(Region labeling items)
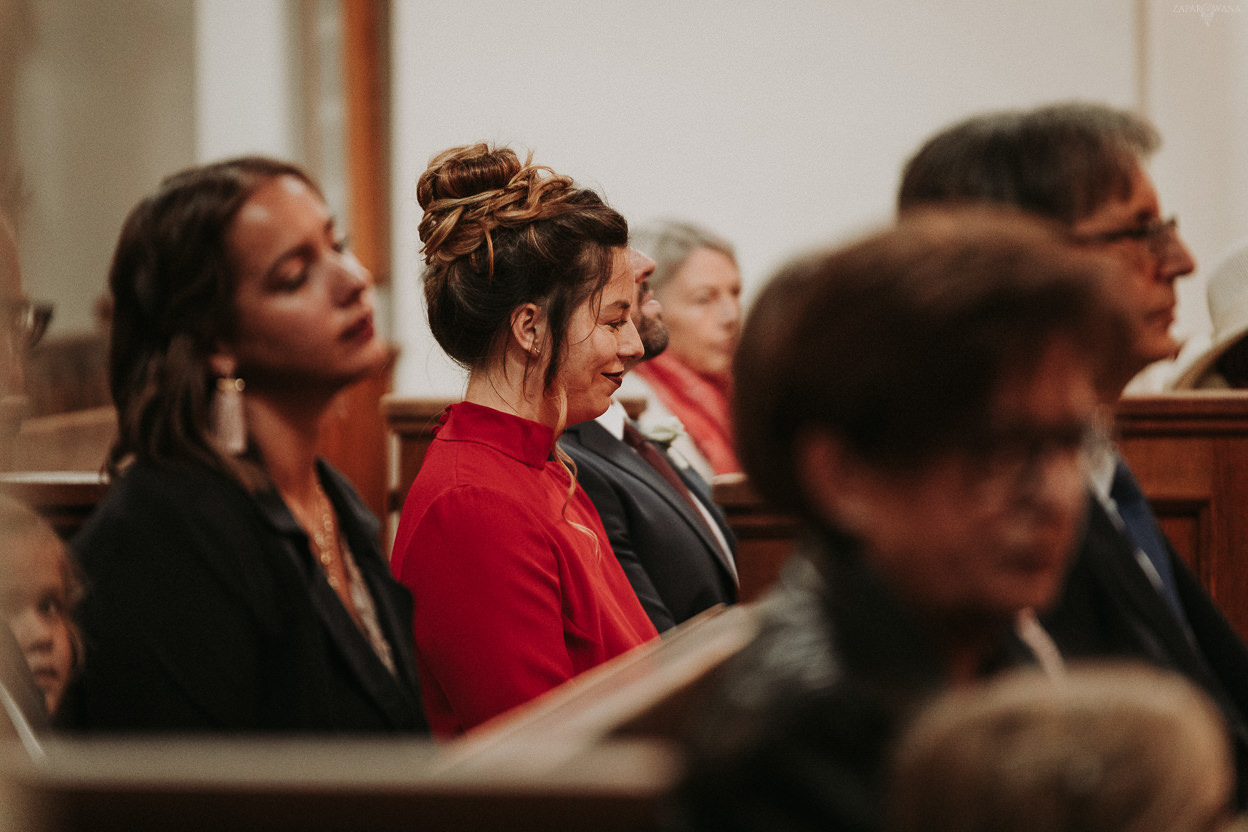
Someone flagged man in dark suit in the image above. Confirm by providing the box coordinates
[559,249,736,632]
[899,104,1248,806]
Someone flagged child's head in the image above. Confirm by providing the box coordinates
[0,495,82,713]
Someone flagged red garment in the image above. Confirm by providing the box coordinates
[633,353,741,474]
[391,402,658,737]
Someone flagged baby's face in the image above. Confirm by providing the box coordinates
[0,535,74,713]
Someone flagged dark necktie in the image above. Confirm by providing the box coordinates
[624,422,703,518]
[1109,459,1187,626]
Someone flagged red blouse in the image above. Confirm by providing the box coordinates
[391,402,656,737]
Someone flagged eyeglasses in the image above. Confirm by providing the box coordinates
[1078,216,1178,257]
[975,424,1096,491]
[0,298,52,351]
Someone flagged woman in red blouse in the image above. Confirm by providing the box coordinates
[391,145,656,737]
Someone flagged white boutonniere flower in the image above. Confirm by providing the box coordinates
[641,417,685,450]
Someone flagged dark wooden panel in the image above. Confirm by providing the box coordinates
[1117,392,1248,636]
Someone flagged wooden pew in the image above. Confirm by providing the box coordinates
[0,606,755,832]
[1117,392,1248,637]
[0,737,675,832]
[447,604,758,766]
[0,470,107,540]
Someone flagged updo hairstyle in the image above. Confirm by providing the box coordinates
[417,143,628,389]
[106,156,321,474]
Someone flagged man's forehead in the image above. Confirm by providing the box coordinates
[1075,167,1161,235]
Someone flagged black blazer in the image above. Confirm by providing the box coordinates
[64,462,427,732]
[1042,494,1248,807]
[559,422,736,632]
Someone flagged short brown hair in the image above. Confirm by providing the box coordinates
[734,208,1129,519]
[897,102,1161,225]
[885,664,1242,832]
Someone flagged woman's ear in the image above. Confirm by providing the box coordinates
[512,303,547,358]
[794,429,877,538]
[208,346,238,378]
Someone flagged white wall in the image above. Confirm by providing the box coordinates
[1134,0,1248,390]
[7,0,195,334]
[195,0,302,162]
[393,0,1148,395]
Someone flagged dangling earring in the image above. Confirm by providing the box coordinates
[212,369,247,457]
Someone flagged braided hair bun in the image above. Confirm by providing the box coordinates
[417,143,628,385]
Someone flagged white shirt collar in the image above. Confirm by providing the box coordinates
[594,399,628,442]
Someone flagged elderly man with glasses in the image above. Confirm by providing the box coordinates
[899,104,1248,806]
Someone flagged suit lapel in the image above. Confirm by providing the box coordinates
[1088,499,1207,675]
[564,422,736,583]
[258,468,419,726]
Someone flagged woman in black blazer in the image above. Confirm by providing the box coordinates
[64,157,427,732]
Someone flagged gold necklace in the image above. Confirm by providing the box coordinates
[312,483,338,589]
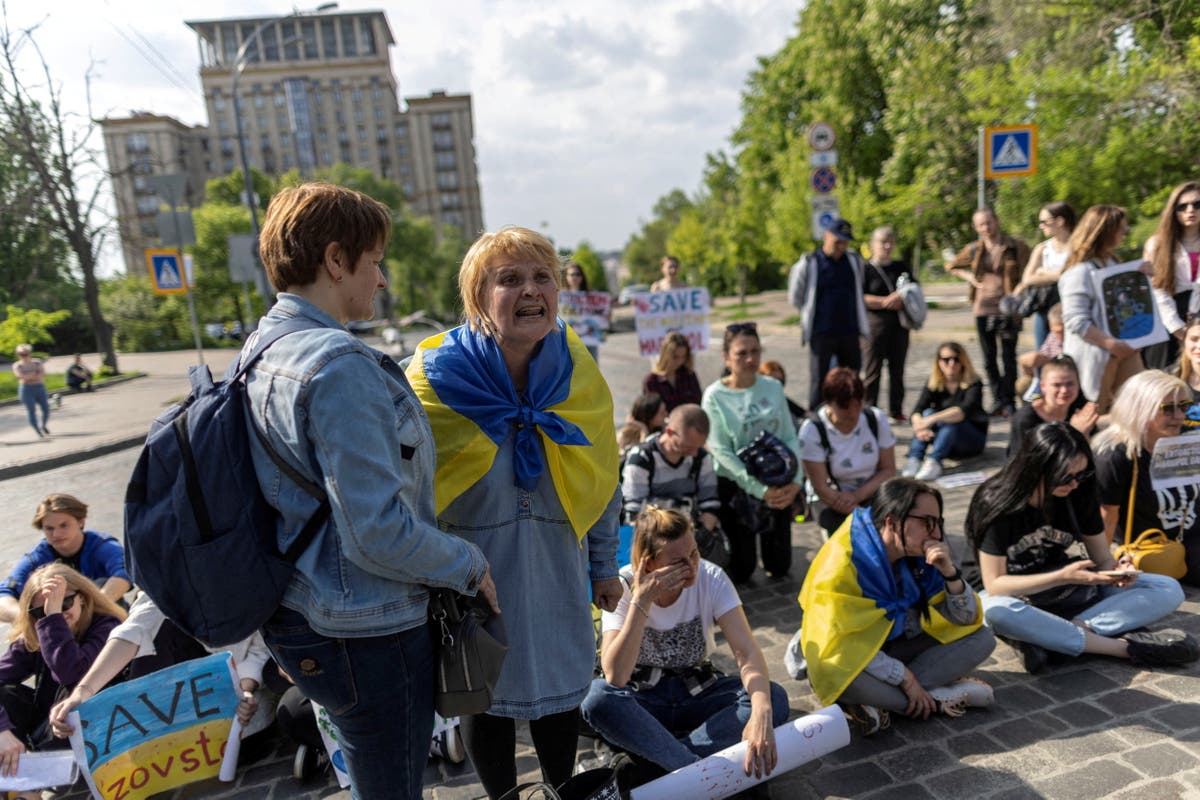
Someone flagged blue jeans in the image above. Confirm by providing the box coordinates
[263,607,433,800]
[908,409,988,464]
[582,675,788,771]
[17,384,50,435]
[979,572,1183,656]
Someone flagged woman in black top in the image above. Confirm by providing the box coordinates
[1008,355,1099,458]
[904,342,988,481]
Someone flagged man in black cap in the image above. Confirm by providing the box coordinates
[787,217,866,409]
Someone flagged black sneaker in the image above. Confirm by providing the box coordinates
[1122,631,1200,667]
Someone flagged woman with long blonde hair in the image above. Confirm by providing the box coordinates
[0,563,125,776]
[1058,205,1142,414]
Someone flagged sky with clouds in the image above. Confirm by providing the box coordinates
[7,0,799,268]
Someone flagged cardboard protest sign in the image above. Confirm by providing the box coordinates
[558,291,612,347]
[71,652,238,800]
[634,287,712,359]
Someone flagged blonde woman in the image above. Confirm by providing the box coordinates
[1092,369,1200,585]
[902,342,988,481]
[1058,205,1142,415]
[642,331,701,414]
[0,564,125,776]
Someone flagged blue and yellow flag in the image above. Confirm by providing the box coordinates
[799,509,983,705]
[407,320,618,541]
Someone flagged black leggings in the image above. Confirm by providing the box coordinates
[458,708,580,800]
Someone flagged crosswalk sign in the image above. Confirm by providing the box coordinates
[146,247,187,294]
[984,124,1038,178]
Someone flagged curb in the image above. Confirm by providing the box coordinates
[0,433,146,481]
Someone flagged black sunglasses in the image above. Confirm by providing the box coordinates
[29,595,76,620]
[725,323,758,336]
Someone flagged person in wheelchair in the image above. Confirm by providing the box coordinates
[582,506,788,776]
[620,403,730,569]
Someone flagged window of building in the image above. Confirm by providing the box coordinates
[320,19,337,59]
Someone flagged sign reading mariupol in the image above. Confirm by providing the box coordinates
[634,287,712,357]
[71,652,238,800]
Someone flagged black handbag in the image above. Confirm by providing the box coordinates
[430,589,509,717]
[1016,283,1058,317]
[738,431,800,486]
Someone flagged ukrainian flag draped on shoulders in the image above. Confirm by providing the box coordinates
[799,509,983,705]
[407,320,618,541]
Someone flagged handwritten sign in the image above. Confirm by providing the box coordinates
[634,287,712,357]
[558,291,612,347]
[71,652,238,800]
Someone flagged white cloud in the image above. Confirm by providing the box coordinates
[8,0,798,266]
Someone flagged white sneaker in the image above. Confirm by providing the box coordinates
[929,678,996,717]
[914,458,942,481]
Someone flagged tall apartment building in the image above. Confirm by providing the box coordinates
[104,11,484,277]
[100,112,211,271]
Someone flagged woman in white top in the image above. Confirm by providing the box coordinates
[1058,205,1144,414]
[1141,181,1200,369]
[1013,201,1075,347]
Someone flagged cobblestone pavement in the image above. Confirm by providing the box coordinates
[0,287,1200,800]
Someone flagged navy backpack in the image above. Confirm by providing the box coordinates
[125,318,330,646]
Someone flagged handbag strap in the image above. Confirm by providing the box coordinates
[1126,458,1138,547]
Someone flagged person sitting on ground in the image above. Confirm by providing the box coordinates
[0,564,125,777]
[0,493,133,622]
[1092,369,1200,585]
[1007,355,1099,458]
[902,342,988,481]
[1016,303,1078,401]
[67,353,91,392]
[758,359,809,433]
[49,593,273,739]
[966,422,1200,673]
[800,367,896,534]
[625,393,667,433]
[799,477,996,735]
[642,331,701,414]
[620,404,727,559]
[583,506,788,776]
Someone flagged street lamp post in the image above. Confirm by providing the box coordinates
[230,2,337,300]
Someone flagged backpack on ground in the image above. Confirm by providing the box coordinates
[125,318,330,646]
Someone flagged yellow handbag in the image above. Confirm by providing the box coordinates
[1116,458,1188,581]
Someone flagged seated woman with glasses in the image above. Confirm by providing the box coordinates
[1092,369,1200,585]
[800,367,896,534]
[966,422,1200,673]
[800,477,996,734]
[1007,355,1099,458]
[0,563,125,776]
[904,342,988,481]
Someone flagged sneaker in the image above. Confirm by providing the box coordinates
[929,678,996,717]
[914,458,942,481]
[842,704,892,736]
[1122,631,1200,667]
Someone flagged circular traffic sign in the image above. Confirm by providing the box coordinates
[809,167,838,194]
[809,122,835,151]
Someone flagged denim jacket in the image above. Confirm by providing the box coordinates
[242,294,487,637]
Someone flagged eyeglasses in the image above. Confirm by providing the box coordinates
[725,323,758,336]
[1158,401,1194,414]
[1058,469,1096,486]
[905,513,946,536]
[29,595,76,619]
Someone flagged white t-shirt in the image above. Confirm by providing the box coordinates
[600,559,742,669]
[800,405,896,492]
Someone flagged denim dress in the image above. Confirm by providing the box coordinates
[438,433,620,720]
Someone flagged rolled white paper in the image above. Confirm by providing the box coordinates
[630,704,850,800]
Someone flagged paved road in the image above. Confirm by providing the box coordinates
[0,291,1200,800]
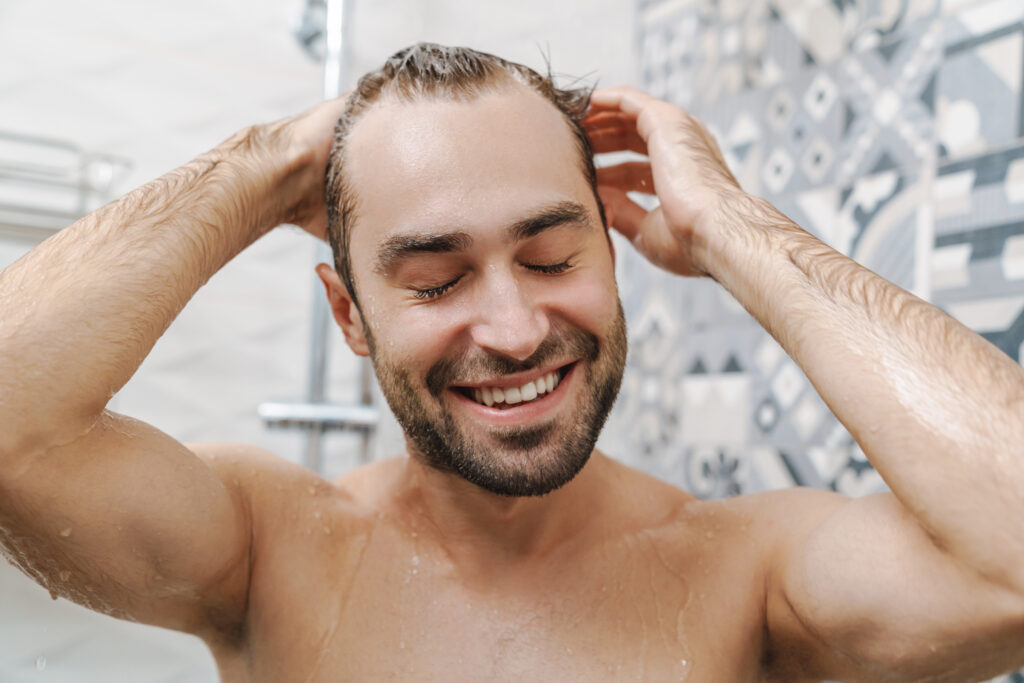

Short task: Express all the items above as a Markdown table with a Row column for the row number and an Entry column for the line, skipping blank lines. Leave the pictures out.

Final result:
| Row | Entry |
|---|---|
| 1 | Someone flagged man in dark suit in the image above. Confirm by providing the box coordinates |
| 2 | [559,249,736,632] |
| 3 | [899,104,1248,806] |
| 4 | Someone flagged child's head in the image above. Confirm by providing the box coordinates |
| 5 | [0,495,82,713] |
| 6 | Someone flagged red garment in the image above. Confirm by providing the box coordinates |
| 7 | [633,353,741,474] |
| 8 | [391,402,658,737] |
| 9 | Someone flagged baby's face in the image above. Confirm by providing the box coordinates |
| 10 | [0,535,74,713] |
| 11 | Someone flagged dark necktie in the image above. Confirm by providing the box coordinates |
| 12 | [624,422,703,518] |
| 13 | [1109,459,1187,626] |
| 14 | Someone flagged red blouse in the image above. Confirm by providing the box coordinates |
| 15 | [391,402,656,737] |
| 16 | Someone flagged eyeglasses in the image above. Confirm by providing the box coordinates |
| 17 | [1078,216,1178,257] |
| 18 | [975,424,1096,491] |
| 19 | [0,298,52,351] |
| 20 | Someone flagged woman in red blouse in the image above. Confirm by providing the box coordinates |
| 21 | [391,145,656,737] |
| 22 | Someone flagged white boutonniere flower in the image above. Confirm by providing the box coordinates |
| 23 | [641,417,685,450] |
| 24 | Someone flagged dark wooden panel in the image above. Confirm by providing the box coordinates |
| 25 | [1117,392,1248,636] |
| 26 | Someone flagged wooden pew in the image above. Confirm by providing the box coordinates |
| 27 | [0,606,755,832] |
| 28 | [1117,392,1248,637] |
| 29 | [0,737,675,832] |
| 30 | [447,604,758,766] |
| 31 | [0,470,107,540] |
| 32 | Someone flagged updo hairstyle in the image above. Confirm by providing the box coordinates |
| 33 | [417,143,628,389] |
| 34 | [106,156,321,474] |
| 35 | Someone flagged man's forehead in the image above. Confirm by providing the box coordinates |
| 36 | [1075,167,1161,235] |
| 37 | Someone flagged black blazer in the image above. Confirm by providing the box coordinates |
| 38 | [64,462,427,732] |
| 39 | [1042,494,1248,807] |
| 40 | [559,422,736,632] |
| 41 | Someone flagged short brown hair in the image above. Confirm by providing the box coordinates |
| 42 | [734,208,1129,519] |
| 43 | [897,102,1161,225] |
| 44 | [885,664,1242,832] |
| 45 | Someone flagged woman's ear in the image above. Confirm by providing the box coordinates |
| 46 | [512,303,547,358] |
| 47 | [794,429,877,538] |
| 48 | [208,346,238,378] |
| 49 | Someone flagged white wall in the image above. Confirm by providing the box coordinates |
| 50 | [1134,0,1248,390] |
| 51 | [7,0,195,334] |
| 52 | [195,0,302,162] |
| 53 | [393,0,1148,395] |
| 54 | Someone flagged dangling earring in the image above. Confirm by providing the box coordinates |
| 55 | [212,369,247,457] |
| 56 | Someone flagged braided hair bun in the image above. Confirm by providing the box coordinates |
| 57 | [417,143,628,385] |
| 58 | Someone flagged white shirt collar in the image above. Confirm by providing the box coordinates |
| 59 | [594,399,628,442] |
| 60 | Someone flagged elderly man with glasses in the image above. Confirm by providing the box coordinates |
| 61 | [899,104,1248,806] |
| 62 | Someone flagged suit lapel in the image above. Confirm by providing the box coordinates |
| 63 | [1088,499,1207,675] |
| 64 | [564,422,736,583] |
| 65 | [258,468,419,726] |
| 66 | Someone flagged woman in black blazer in the image above. Confirm by providing the box coordinates |
| 67 | [64,157,427,732] |
| 68 | Someone flagged gold necklace in the image above. Confirm by providing the box coordinates |
| 69 | [312,483,338,589] |
| 70 | Someone flagged blue jeans in the image above. Confirm by providing the box coordinates |
| 71 | [263,607,433,800] |
| 72 | [908,409,988,464] |
| 73 | [582,675,788,771] |
| 74 | [17,384,50,435] |
| 75 | [979,572,1183,656] |
| 76 | Someone flagged woman in black top in the image above. Confirm by providing the box coordinates |
| 77 | [1008,355,1099,458] |
| 78 | [904,342,988,481] |
| 79 | Someone flagged man in black cap in the image above. Confirm by providing the box coordinates |
| 80 | [787,217,866,409] |
| 81 | Someone flagged black sneaker in the image above. Confirm by providing the box coordinates |
| 82 | [1122,631,1200,667] |
| 83 | Someone flagged woman with long blonde hair in the image above. Confirm by providing the box coordinates |
| 84 | [0,563,125,776] |
| 85 | [1058,205,1142,414] |
| 86 | Someone flagged sky with clouds in the image above. Confirm by providing the box coordinates |
| 87 | [7,0,799,268] |
| 88 | Someone flagged cardboard protest sign in the image above. Confirm by providing the box coordinates |
| 89 | [558,291,612,347] |
| 90 | [71,652,238,800] |
| 91 | [634,287,712,359] |
| 92 | Someone flagged blonde woman in the image above. Confirm by providing the box coordinates |
| 93 | [1092,369,1200,585] |
| 94 | [902,342,988,481] |
| 95 | [1058,205,1142,415] |
| 96 | [642,331,701,414] |
| 97 | [0,564,125,776] |
| 98 | Someone flagged blue and yellow flag in the image above. Confirm by providing the box coordinates |
| 99 | [799,509,983,705] |
| 100 | [407,320,618,541] |
| 101 | Someone flagged black leggings in the image above. Confirm by providing the box coordinates |
| 102 | [458,708,580,800] |
| 103 | Someone flagged crosswalk sign in the image above. Confirm by providing the box coordinates |
| 104 | [146,247,187,294] |
| 105 | [984,124,1038,178] |
| 106 | Someone flagged curb in the image above. Confirm by providing the box coordinates |
| 107 | [0,433,146,481] |
| 108 | Someone flagged black sunglasses in the image above. Confirm by providing the box coordinates |
| 109 | [29,595,76,620] |
| 110 | [725,323,758,336] |
| 111 | Someone flagged person in wheelchair in the image above. Confirm by providing the box coordinates |
| 112 | [582,506,788,776] |
| 113 | [620,403,730,569] |
| 114 | Someone flagged window of building in the image above. Confirm by providing the box coordinates |
| 115 | [320,19,337,59] |
| 116 | Someone flagged sign reading mariupol in the image above. Confirm by providing the box coordinates |
| 117 | [634,287,712,357] |
| 118 | [71,652,238,800] |
| 119 | Someone flagged black handbag in the image above. Confirm by providing the box coordinates |
| 120 | [430,589,509,717] |
| 121 | [1016,283,1058,317] |
| 122 | [738,431,800,486] |
| 123 | Someone flagged ukrainian flag draped on shoulders in the image above. Confirm by providing the box coordinates |
| 124 | [799,509,983,705] |
| 125 | [407,320,618,541] |
| 126 | Someone flagged handwritten sign in the image above. Confirm by providing the box coordinates |
| 127 | [634,287,712,357] |
| 128 | [558,291,612,347] |
| 129 | [71,652,238,800] |
| 130 | Someone flagged white cloud in the image above. Confirm by providing the box coordinates |
| 131 | [8,0,798,266] |
| 132 | Someone flagged white sneaker in the image above. Confirm by providing the box coordinates |
| 133 | [929,678,996,717] |
| 134 | [914,458,942,481] |
| 135 | Someone flagged tall apartment building in the image above. Confirm by providing the box coordinates |
| 136 | [104,11,484,277] |
| 137 | [100,112,211,271] |
| 138 | Someone flagged woman in white top in the image above. Confirm by providing the box coordinates |
| 139 | [1058,205,1144,414] |
| 140 | [1141,181,1200,369] |
| 141 | [1013,201,1075,347] |
| 142 | Someone flagged cobblestone pavement in the image above. Confirm by providing the box coordinates |
| 143 | [0,287,1200,800] |
| 144 | Someone flagged navy backpack in the image above. Confirm by providing the box coordinates |
| 145 | [125,318,330,646] |
| 146 | Someone flagged handbag strap in the image above. Confirm by providing the box coordinates |
| 147 | [1126,458,1138,547] |
| 148 | Someone flagged person sitting on ground in the image above. Confirm by providing the box coordinates |
| 149 | [0,564,125,777] |
| 150 | [0,493,133,622] |
| 151 | [1092,369,1200,585] |
| 152 | [1007,355,1099,458] |
| 153 | [902,342,988,481] |
| 154 | [1016,303,1078,401] |
| 155 | [67,353,91,392] |
| 156 | [758,359,809,433] |
| 157 | [49,593,273,739] |
| 158 | [966,422,1200,673] |
| 159 | [800,367,896,534] |
| 160 | [625,393,667,433] |
| 161 | [799,477,996,735] |
| 162 | [642,331,701,414] |
| 163 | [620,404,727,559] |
| 164 | [583,506,788,776] |
| 165 | Someone flagged street lamp post in the image above. Confirm by providing the box coordinates |
| 166 | [230,2,337,300] |
| 167 | Someone flagged backpack on ground in the image above. Confirm by providing the box coordinates |
| 168 | [125,318,330,646] |
| 169 | Someone flagged yellow handbag in the image above. Confirm by providing the box coordinates |
| 170 | [1116,458,1188,581] |
| 171 | Someone flagged seated woman with glasses in the image above. Confirm by providing the box coordinates |
| 172 | [1092,369,1200,585] |
| 173 | [800,367,896,534] |
| 174 | [966,422,1200,673] |
| 175 | [800,477,996,734] |
| 176 | [1007,355,1099,458] |
| 177 | [0,563,125,776] |
| 178 | [904,342,988,481] |
| 179 | Someone flagged sneaker in the image above. Confirm by providing the box coordinates |
| 180 | [929,678,996,717] |
| 181 | [914,458,942,481] |
| 182 | [842,704,892,736] |
| 183 | [1122,631,1200,667] |
| 184 | Someone flagged circular traffic sign in the image above. Confirm by providing the box coordinates |
| 185 | [809,167,838,194] |
| 186 | [809,122,835,151] |
| 187 | Someone flagged denim jacket in the image above. Confirm by providing the box coordinates |
| 188 | [242,294,487,637] |
| 189 | Someone flagged eyeglasses in the image above. Confirm by providing the box coordinates |
| 190 | [725,323,758,336] |
| 191 | [1158,401,1194,414] |
| 192 | [1058,469,1096,486] |
| 193 | [905,513,946,536] |
| 194 | [29,595,76,619] |
| 195 | Someone flagged white t-shirt in the image above. Confirm by providing the box coordinates |
| 196 | [600,559,742,669] |
| 197 | [800,405,896,492] |
| 198 | Someone flagged denim dress in the image above. Confirm by providing the box coordinates |
| 199 | [438,433,620,720] |
| 200 | Someone flagged rolled white paper in the image above. Confirm by providing the box coordinates |
| 201 | [630,704,850,800] |
| 202 | Someone flagged paved road in the image above. Confirm by providing the box coordinates |
| 203 | [0,291,1200,800] |